Il problema nasce però quando decide di speculare su cose decisamente delicate. Passi quando divulga la notizia di una operazione di polizia contro la mafia nigeriana mentre la stessa é ancora in corso: l’ansia vanesia di ritagliarsi un titolo o un intervista non gli permette di considerare che il Ministro dell’Interno ha compiti di riservatezza operativa che si sommano a quelli del ruolo istituzionale. Probabilmente non è stato avvisato, ha confuso le uniformi blu della polizia con le camicie verdi della guardia padana, ma il fatto è che il chiacchierone vanesio fa danni.

 

Molto più seria, invece, è la questione nata con le dichiarazioni rilasciate nel corso di una visita in Medio Oriente, dove ha affermato che Hezbollah “è una organizzazione terroristica come riconosciuto dalla comunità internazionale”. A parte la ovvia considerazione che far mettere bocca sulla politica estera a uno che giurava sull’esistenza della Padania è già di per sé una barzelletta, vanno precisate alcune cose, di merito e di contesto.

 

Nel merito, come in tutte le cose che afferma Salvini, la struttura del ragionamento si fonda su una bugia: proprio le Nazioni Unite infatti, che sono l’unica sede nella quale la comunità internazionale si riconosce, ha respinto la richiesta statunitense-israeliana di iscrivere Hezbollah nella lista delle organizzazioni terroristiche. La lista di cui parla Salvini è quella degli Stati Uniti, non quella delle Nazioni Unite. Chiaro che non deve essere semplice passare dalla Pedemontana al Medio Oriente, però ci sarà pure qualcuno che gli spieghi la differenza tra le due entità.

 

Hezbollah è un partito di governo e il Libano è la nazione nella quale opera principalmente. E’ certamente una organizzazione armata che si è ripetutamente incaricata di sconfiggere l’esercito israeliano nei suoi periodici tentativi di annettersi il Libano. Dunque, dal punto di vista dei libanesi, Hezbollah è organizzazione dedita alla difesa della nazione e, comunque, è membro del governo di Beirut, con il quale manteniamo ottimi rapporti diplomatici.

 

Quanto alla attività fuori dai suoi confini, Hezbollah è stata ed è in prima linea, insieme alla Russia e all’Iran, nella guerra contro i terroristi dell’Isis e di Al-Nusra ed ha permesso anche con i suoi sforzi la difesa dell’integrità territoriale della Siria e la sconfitta del terrorismo sunnita, che l’Occidente indica come la nuova peste (a ragione), dimenticandosi un dettaglio: é pagato e armato dall’Arabia Saudita e sostenuto da Stati Uniti, Turchia, GB, Francia e Israele.

 

C’è poi il contesto (qualcuno spieghi a Salvini il significato del termine) che vede un nostro contingente militare impegnato nella missione UNIFIL, la Forza di Interposizione Internazionale che agisce sotto l’egida dell’ONU. La missione UNIFIL è nata con la Risoluzione 425 adottata il 19 marzo 1978 dal Consiglio di Sicurezza delle Nazioni Unite, a seguito dell'invasione del Libano da parte di Israele (marzo 1978).

■ Estratto del dataset:
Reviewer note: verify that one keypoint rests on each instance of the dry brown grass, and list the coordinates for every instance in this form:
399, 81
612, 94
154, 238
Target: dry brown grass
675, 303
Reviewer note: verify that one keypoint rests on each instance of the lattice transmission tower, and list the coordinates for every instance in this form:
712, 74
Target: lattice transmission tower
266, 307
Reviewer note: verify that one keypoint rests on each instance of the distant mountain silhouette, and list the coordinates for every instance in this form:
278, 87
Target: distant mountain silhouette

■ Istruzioni esercizio:
Riprendi il testo su Salvini e Hezbollah e proseguilo a partire dalla sua ultima frase.

■ Risultato esercizio:
 

Successive risoluzioni hanno prorogato, con cadenza semestrale, la durata della missione. Per diverse volte è stato assegnato proprio all’Italia il comando e dal 7 agosto 2018 il nostro paese ha assunto nuovamente l’incarico di Head of Mission e Force Commander con il Generale di Divisione Stefano Del Col. E cosa dovrebbe fare ora il Generale Del Col? Il vicepremier del suo Paese sostiene una posizione che smentisce le regole d'ingaggio della missione internazionale al suo comando.

 

La politica estera è cosa per specialisti e mandare in giro per il mondo uno che crede all’esistenza della Padania non rappresenta un must per la rispettabilissima tradizione italiana, ma nello specifico la dichiarazione è gravissima. Perché anche senza voler entrare nel merito delle parole di Salvini (sicuramente suggeritegli da Steve Bannon) c’è una questione di opportunità e diplomazia che non può essere sottovalutata.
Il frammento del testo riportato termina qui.